Rows of box annotation data
(begin)
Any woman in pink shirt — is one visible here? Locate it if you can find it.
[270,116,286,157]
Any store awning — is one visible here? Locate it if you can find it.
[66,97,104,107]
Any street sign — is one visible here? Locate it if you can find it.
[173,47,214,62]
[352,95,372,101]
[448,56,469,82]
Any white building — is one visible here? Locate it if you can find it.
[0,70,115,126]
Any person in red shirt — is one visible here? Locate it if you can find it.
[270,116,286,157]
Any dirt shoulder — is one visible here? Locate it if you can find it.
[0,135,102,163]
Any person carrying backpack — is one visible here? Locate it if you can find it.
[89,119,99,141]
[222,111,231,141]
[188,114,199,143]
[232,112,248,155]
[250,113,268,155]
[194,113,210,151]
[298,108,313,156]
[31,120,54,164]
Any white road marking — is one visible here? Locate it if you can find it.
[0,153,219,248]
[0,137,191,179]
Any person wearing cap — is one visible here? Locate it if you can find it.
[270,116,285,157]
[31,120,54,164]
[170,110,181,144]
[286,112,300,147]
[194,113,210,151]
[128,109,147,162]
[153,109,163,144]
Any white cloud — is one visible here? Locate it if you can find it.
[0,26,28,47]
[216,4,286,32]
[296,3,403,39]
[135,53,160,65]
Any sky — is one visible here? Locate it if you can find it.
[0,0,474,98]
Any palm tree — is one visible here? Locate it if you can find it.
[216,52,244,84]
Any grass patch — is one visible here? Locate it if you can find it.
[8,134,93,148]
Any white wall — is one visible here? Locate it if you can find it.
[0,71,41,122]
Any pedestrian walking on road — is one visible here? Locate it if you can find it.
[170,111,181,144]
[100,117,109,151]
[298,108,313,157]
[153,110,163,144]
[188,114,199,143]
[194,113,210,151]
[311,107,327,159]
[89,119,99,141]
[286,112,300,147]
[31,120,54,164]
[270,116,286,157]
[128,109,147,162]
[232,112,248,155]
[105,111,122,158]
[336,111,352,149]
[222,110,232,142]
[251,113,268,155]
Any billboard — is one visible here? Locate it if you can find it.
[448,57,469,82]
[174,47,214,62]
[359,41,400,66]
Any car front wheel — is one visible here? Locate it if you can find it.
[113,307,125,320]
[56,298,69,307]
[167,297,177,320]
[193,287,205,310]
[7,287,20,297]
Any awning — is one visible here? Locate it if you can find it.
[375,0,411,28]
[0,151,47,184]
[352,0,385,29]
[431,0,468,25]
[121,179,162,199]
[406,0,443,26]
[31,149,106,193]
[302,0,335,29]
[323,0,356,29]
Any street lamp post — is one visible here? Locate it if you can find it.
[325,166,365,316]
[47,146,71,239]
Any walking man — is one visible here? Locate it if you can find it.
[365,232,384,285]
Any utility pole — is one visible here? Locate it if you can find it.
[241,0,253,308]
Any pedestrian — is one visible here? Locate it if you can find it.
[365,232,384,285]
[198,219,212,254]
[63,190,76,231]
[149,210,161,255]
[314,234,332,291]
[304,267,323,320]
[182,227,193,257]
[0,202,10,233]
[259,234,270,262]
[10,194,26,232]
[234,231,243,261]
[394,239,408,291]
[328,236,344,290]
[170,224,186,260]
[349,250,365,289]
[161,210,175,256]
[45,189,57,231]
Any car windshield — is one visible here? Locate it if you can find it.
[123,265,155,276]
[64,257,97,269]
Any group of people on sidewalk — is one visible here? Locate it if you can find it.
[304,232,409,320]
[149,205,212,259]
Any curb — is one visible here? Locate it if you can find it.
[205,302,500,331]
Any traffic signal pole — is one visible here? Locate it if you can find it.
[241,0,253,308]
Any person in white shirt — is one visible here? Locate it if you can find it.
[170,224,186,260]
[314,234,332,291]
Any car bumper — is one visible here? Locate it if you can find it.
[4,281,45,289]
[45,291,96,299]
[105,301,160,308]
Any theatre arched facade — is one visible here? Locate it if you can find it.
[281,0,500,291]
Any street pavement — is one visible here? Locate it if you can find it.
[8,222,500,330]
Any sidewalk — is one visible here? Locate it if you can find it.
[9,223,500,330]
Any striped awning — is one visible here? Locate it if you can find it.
(end)
__What to do__.
Reproduce all of the lines above with "pedestrian walking on road" swapped for "pedestrian crossing road". Leave every other part of the lines unchanged.

__Final result__.
Any woman in pink shirt — is one visible here? Locate it if you can find it.
[270,116,286,157]
Any store awning — is one visible here? Locate it if you can find it.
[66,97,104,107]
Any street sign — is one visible here? Locate it if you can find it.
[173,47,214,62]
[352,95,372,101]
[448,56,469,82]
Any white building — is one visible here? Locate it if you can find it.
[0,70,115,126]
Any person in red shirt — is one visible here? Locate it if you can find it.
[270,116,286,157]
Any dirt shoulder — is one visible here? Locate it if you can find it.
[0,135,102,163]
Any person carrying backpack — is one visible here? Locate it if you can find it.
[89,119,99,141]
[222,111,231,141]
[188,114,199,143]
[232,112,248,155]
[250,113,268,155]
[194,113,210,151]
[298,108,313,156]
[31,120,54,164]
Any white road marking — is one visible here? Locate it if you can find it.
[0,153,219,248]
[0,137,191,179]
Any person wearing cap — is one visible here? Locate it if you can find it.
[270,116,285,157]
[31,120,54,164]
[170,110,181,144]
[286,112,300,147]
[194,113,210,151]
[128,109,147,162]
[153,109,163,144]
Any white cloud — is one visible here? Locate it if you can find it.
[0,26,28,47]
[216,4,286,32]
[296,3,403,39]
[135,53,160,65]
Any sky — is one visible here? Locate it if you can find it.
[0,0,474,98]
Any palm tree — is one visible here? Locate it if you can find it.
[216,52,244,84]
Any grass patch — is one visible here? Locate it if you can find it.
[8,134,93,148]
Any white wall — is one visible here? Locate it if you can find it.
[0,71,41,122]
Any pedestrian crossing road — is one visible here? Locate it if you can find it.
[170,111,181,144]
[100,117,109,151]
[298,108,313,157]
[153,110,163,144]
[188,114,199,143]
[194,113,210,151]
[311,107,327,159]
[89,119,99,141]
[286,112,300,147]
[31,120,54,164]
[270,116,286,157]
[128,109,147,162]
[232,112,248,155]
[105,111,122,158]
[336,111,352,149]
[222,110,232,142]
[251,113,268,155]
Any billboard — is one visible here? Locate it if you can find it.
[448,57,469,82]
[174,47,214,62]
[359,41,400,66]
Any car front wheel — is one visible here? Locate it if you can find it.
[113,307,125,320]
[56,298,69,307]
[167,297,177,320]
[193,287,205,310]
[7,287,20,297]
Any awning — is one visible here? Locate it if you can find it.
[375,0,411,28]
[0,151,47,184]
[352,0,385,29]
[431,0,468,25]
[121,179,162,199]
[406,0,443,26]
[31,149,106,193]
[302,0,335,29]
[323,0,356,29]
Any street lamp post — is one visible here? Locate it if you can find it.
[325,166,365,316]
[47,146,71,239]
Any walking man — is one visible here? Locate it if you can find it.
[365,232,384,285]
Any utility pole — is one visible here? Locate it if you can find it.
[241,0,253,308]
Any pedestrian — is one visible here? Locate it if you can find it.
[365,232,384,285]
[198,219,212,254]
[63,190,76,231]
[149,210,161,255]
[314,234,332,291]
[304,267,323,320]
[182,227,193,257]
[0,202,10,233]
[259,234,270,262]
[10,194,26,232]
[234,231,243,261]
[394,239,408,291]
[328,236,344,290]
[170,224,186,260]
[349,250,365,289]
[161,210,175,256]
[45,189,57,231]
Any car windshield — is one visible here? Locate it if you can find it.
[123,265,155,276]
[64,257,97,269]
Any group of people on sidewalk — is one visible here? Locate it if you can find it.
[304,232,409,320]
[149,205,212,259]
Any curb — is one visible here? Locate it if you can find it.
[205,302,500,331]
Any traffic signal pole — is one visible here? Locate it if you can find it.
[241,0,253,308]
Any person in white shirt — is one visible here? Locate it if you can find it.
[170,224,186,260]
[314,234,332,291]
Any car bumper — is one visible here? Locate it if you can find it.
[4,281,45,289]
[45,291,96,299]
[105,301,160,308]
Any theatre arched facade — is one visible here? Locate it if you can find it.
[281,0,500,291]
Any street pavement — is one visible here? Locate it if you can find it.
[8,222,500,330]
Any sidewalk — is one visible here? Locate it if you can find it.
[9,223,500,330]
Any striped awning — is one visible here? Locate it if you can find it.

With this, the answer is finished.